-- BEGIN Data entries --
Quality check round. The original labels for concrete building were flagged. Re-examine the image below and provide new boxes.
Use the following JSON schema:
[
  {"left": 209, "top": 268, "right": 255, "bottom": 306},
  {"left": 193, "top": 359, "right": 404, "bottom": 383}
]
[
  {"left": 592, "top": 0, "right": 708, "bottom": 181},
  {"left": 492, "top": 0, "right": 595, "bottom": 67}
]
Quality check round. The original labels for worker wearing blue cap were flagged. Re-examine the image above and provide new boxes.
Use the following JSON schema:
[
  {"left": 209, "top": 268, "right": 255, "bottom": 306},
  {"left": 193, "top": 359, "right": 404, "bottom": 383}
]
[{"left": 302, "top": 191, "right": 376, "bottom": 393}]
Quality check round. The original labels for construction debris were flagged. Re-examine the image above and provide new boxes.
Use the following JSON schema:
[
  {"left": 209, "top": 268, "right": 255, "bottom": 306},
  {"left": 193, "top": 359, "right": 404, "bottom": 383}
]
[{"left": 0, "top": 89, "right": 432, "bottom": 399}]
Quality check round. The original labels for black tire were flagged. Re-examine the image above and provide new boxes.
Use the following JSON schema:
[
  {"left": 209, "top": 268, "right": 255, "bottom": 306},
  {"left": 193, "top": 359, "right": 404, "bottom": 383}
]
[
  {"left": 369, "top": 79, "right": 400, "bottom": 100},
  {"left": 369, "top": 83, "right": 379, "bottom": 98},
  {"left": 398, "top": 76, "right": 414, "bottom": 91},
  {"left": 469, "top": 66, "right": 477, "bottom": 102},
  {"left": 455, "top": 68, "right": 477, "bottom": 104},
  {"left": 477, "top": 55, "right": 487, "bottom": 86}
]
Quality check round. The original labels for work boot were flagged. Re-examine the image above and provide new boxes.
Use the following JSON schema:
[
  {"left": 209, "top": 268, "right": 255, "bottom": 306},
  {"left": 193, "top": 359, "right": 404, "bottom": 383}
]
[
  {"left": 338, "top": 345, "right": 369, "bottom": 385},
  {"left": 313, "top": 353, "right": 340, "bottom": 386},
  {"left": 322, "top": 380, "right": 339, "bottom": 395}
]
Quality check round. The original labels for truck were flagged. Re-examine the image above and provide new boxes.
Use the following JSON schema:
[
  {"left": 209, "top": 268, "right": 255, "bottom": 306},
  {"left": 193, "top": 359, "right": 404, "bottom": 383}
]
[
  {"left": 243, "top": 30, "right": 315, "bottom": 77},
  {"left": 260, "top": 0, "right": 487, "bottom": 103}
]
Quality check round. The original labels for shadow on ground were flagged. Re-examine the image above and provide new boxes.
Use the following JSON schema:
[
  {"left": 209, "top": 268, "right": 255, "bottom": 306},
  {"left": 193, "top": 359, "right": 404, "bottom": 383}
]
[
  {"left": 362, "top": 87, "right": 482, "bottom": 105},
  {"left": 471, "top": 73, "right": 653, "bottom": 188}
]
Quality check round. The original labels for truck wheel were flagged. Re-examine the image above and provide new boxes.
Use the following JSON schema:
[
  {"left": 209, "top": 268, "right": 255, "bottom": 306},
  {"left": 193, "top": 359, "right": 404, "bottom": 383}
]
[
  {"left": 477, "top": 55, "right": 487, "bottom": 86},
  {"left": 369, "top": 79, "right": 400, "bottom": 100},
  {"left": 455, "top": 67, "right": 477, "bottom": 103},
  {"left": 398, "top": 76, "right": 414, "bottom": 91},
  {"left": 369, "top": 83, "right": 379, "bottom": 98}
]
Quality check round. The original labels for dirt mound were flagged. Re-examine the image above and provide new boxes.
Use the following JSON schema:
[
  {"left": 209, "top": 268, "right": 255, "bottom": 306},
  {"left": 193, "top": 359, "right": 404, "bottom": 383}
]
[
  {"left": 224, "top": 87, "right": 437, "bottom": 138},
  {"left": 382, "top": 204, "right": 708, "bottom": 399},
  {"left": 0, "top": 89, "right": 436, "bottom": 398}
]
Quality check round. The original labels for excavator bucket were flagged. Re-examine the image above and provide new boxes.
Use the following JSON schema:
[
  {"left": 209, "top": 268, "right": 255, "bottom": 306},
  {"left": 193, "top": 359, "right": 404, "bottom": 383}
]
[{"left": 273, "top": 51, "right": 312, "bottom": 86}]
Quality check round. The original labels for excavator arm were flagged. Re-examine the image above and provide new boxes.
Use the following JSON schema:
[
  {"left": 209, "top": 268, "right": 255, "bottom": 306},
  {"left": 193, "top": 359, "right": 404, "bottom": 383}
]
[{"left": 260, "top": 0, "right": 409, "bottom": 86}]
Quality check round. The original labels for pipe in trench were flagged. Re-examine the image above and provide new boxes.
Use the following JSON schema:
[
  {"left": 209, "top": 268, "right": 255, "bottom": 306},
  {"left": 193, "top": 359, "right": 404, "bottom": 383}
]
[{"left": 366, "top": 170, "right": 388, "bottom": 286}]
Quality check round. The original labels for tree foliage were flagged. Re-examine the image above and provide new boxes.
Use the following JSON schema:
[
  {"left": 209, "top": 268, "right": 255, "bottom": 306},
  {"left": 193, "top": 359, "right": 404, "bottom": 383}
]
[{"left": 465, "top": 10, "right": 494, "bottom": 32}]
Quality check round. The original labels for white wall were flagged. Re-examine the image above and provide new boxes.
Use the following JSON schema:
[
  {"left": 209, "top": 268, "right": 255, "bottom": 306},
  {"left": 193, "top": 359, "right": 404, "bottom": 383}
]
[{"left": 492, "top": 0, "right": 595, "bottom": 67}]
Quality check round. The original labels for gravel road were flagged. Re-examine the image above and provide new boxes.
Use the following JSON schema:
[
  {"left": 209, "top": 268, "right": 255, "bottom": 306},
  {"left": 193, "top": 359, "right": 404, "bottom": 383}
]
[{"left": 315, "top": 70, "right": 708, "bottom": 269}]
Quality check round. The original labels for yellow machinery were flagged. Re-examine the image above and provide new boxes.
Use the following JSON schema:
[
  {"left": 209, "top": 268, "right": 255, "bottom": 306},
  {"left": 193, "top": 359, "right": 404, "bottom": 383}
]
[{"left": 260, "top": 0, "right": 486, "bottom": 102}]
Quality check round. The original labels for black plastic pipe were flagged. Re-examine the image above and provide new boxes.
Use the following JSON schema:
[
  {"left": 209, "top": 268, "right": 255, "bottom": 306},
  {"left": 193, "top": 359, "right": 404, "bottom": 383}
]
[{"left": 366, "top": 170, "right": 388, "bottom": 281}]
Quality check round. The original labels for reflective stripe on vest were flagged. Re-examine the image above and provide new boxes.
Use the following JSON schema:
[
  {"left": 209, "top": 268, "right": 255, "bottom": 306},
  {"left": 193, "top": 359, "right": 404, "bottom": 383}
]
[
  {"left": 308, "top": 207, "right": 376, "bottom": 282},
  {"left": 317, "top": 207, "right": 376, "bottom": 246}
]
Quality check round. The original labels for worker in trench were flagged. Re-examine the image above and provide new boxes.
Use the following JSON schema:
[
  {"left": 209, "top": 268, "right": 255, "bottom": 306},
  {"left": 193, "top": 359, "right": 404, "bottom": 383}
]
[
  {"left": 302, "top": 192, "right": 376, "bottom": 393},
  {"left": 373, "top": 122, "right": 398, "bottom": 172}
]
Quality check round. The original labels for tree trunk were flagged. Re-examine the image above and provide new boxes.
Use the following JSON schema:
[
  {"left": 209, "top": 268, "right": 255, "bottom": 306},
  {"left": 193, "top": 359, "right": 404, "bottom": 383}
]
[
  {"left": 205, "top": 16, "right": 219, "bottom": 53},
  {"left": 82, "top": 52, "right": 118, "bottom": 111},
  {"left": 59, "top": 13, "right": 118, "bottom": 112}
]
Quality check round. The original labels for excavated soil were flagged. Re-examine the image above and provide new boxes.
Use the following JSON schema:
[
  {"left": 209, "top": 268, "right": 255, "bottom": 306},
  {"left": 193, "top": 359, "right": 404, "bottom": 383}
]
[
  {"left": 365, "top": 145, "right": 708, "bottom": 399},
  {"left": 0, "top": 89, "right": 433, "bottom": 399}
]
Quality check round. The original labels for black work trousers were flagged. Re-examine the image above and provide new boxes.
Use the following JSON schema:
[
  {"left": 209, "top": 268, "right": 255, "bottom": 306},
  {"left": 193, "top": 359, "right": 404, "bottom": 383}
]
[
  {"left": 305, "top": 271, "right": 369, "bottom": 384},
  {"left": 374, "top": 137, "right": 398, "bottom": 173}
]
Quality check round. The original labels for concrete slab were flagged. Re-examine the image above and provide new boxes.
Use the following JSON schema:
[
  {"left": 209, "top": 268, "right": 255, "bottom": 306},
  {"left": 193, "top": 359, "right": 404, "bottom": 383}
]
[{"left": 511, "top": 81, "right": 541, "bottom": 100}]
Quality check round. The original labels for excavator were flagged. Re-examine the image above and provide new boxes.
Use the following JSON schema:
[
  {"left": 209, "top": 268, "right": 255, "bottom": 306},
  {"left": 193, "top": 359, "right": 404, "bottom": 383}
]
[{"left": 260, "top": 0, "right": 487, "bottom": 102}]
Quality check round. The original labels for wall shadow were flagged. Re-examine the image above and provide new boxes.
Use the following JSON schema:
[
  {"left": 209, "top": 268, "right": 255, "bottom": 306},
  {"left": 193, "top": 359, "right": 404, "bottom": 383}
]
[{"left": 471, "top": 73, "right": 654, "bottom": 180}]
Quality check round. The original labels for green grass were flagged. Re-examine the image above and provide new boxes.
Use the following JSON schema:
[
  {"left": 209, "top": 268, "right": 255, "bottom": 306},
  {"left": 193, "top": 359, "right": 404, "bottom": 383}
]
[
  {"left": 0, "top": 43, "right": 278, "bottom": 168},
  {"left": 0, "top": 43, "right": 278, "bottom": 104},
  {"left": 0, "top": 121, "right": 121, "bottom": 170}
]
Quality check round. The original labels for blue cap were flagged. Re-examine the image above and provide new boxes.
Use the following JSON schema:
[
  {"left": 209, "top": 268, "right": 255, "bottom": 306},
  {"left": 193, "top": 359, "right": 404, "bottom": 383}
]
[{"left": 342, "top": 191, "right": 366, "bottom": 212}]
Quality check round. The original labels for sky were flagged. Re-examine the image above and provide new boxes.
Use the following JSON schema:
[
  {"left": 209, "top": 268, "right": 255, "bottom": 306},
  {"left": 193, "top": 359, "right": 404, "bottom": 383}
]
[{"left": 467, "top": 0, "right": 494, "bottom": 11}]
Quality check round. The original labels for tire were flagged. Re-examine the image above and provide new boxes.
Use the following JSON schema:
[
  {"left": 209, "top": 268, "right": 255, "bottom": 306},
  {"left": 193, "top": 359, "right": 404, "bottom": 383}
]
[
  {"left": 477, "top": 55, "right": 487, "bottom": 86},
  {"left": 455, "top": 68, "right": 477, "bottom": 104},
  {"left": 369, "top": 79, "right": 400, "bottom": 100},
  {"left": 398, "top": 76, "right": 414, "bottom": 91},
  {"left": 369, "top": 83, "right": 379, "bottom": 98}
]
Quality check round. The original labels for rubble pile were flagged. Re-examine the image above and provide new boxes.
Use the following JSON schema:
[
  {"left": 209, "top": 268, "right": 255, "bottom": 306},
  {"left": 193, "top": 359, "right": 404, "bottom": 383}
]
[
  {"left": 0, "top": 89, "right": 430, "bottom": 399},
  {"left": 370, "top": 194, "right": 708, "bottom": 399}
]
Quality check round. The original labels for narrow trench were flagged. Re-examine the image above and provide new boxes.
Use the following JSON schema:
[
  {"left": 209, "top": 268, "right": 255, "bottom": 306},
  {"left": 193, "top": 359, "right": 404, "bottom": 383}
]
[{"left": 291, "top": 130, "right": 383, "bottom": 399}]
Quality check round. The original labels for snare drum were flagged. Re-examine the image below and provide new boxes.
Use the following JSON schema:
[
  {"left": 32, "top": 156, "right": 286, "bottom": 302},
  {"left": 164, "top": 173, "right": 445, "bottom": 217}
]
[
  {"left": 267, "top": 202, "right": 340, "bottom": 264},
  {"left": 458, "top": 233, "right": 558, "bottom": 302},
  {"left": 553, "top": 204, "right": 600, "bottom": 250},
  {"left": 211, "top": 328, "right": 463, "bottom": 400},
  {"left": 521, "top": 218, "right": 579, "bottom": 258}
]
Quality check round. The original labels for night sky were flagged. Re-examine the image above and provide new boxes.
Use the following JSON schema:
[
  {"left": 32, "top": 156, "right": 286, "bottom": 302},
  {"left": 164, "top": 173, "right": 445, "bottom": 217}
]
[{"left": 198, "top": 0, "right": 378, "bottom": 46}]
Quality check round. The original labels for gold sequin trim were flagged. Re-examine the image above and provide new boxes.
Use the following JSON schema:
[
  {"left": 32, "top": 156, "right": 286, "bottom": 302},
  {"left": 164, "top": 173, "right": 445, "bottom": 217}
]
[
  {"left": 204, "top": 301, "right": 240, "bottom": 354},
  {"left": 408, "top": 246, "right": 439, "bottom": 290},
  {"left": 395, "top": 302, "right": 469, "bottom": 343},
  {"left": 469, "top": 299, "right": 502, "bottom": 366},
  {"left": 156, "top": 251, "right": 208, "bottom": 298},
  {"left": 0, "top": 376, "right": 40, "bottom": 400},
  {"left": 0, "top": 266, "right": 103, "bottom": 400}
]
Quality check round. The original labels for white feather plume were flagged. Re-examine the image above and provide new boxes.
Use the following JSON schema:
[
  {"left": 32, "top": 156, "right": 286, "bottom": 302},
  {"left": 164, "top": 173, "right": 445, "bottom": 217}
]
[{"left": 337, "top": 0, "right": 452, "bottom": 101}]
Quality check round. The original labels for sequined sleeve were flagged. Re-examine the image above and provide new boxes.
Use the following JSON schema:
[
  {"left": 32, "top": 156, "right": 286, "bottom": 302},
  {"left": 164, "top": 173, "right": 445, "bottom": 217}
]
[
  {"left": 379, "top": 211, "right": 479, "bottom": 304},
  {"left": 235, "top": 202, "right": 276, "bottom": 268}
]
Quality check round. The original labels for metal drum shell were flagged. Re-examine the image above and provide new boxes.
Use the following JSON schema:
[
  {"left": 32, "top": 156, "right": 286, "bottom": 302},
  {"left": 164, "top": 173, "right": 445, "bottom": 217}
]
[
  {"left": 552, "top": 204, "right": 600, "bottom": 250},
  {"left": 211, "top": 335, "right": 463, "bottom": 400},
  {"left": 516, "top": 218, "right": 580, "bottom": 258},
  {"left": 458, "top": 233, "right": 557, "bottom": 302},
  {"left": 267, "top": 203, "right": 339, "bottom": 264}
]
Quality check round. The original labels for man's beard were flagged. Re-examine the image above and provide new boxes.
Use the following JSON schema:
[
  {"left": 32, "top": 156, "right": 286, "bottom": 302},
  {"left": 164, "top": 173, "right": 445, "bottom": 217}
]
-- END Data entries --
* Request
Locate every line in the entries above that contains the word "excavator" and copy each of those lines out in full.

* The answer
Quality check round. The original labels for excavator bucket were flagged. Re-examine the image above and provide new boxes.
Quality check round. The original labels for excavator arm were flagged. Re-examine the image above and provide new boxes.
Quality check round. The original labels for excavator were flagged. Re-examine the image above and provide new boxes.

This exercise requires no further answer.